Count the lines of the listing below that contain the string "instance". Reply with the number only.

◆ Dataset records ◆
** start **

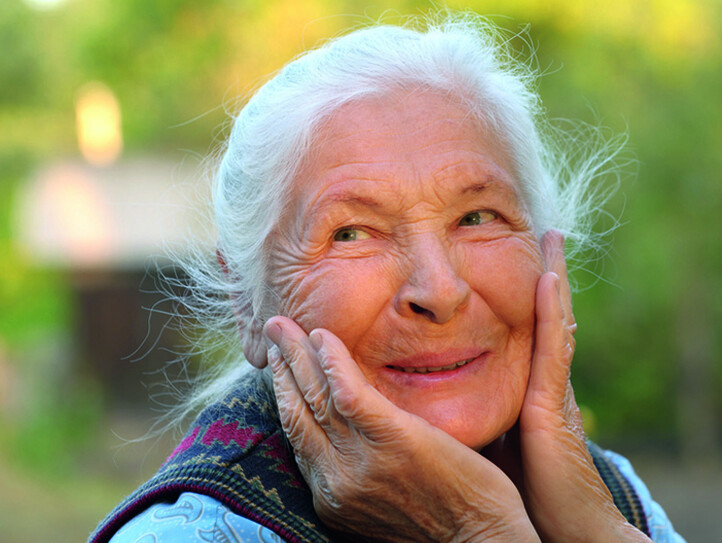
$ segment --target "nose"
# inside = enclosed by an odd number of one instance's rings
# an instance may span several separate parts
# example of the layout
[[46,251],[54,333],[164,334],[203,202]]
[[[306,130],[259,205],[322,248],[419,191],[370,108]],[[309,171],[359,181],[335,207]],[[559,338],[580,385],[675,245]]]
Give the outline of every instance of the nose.
[[401,316],[419,315],[443,324],[468,304],[471,287],[459,275],[440,240],[419,243],[412,251],[409,266],[408,278],[394,299],[394,307]]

** end **

◆ Solution to this task ◆
3